■ What you have to do
Where the listing below has a line with "Practice step: put one dot on the gold", write out exactly that line and every line after it, stopping after the line with "Practice step: put one dot on the woman in".

■ Records for the task

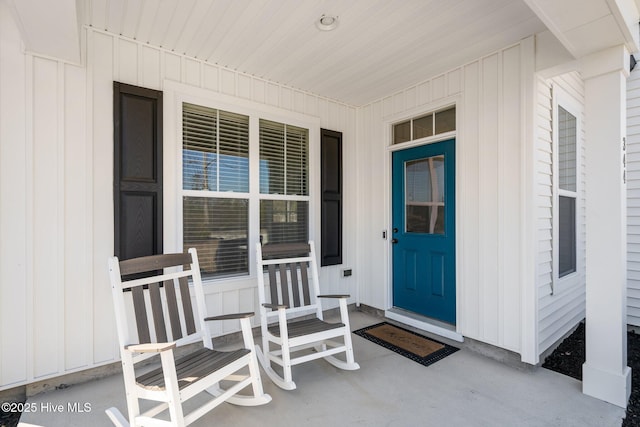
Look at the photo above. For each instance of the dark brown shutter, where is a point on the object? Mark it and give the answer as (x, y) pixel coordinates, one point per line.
--
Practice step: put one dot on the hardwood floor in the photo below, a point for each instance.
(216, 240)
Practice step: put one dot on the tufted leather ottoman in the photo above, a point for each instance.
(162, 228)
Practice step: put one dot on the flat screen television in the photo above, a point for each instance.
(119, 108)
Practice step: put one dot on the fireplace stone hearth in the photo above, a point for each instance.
---
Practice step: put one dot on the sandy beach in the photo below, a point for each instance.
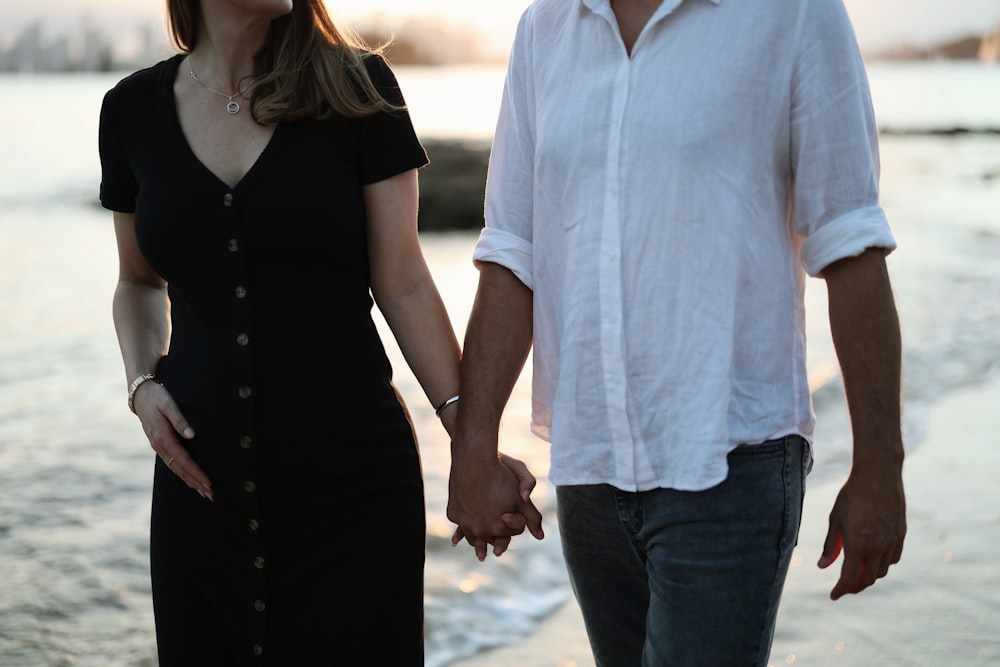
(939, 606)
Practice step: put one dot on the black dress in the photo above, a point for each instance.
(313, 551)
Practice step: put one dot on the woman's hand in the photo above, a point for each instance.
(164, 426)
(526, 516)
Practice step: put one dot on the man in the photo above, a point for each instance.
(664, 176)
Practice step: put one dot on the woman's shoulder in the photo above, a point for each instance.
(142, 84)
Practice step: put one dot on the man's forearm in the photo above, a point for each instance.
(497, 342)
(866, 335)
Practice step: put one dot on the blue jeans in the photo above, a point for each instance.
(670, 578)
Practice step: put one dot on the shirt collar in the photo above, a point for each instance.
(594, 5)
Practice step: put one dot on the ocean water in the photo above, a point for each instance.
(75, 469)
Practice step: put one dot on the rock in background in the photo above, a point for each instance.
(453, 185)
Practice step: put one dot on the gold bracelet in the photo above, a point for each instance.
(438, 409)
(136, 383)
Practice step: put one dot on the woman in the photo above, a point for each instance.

■ Reply
Practice step: put one dot on the gold bracelet in the photo above, a point for each instance.
(438, 409)
(136, 383)
Practice step: put one dot on the woman in the photo above, a point for each instance.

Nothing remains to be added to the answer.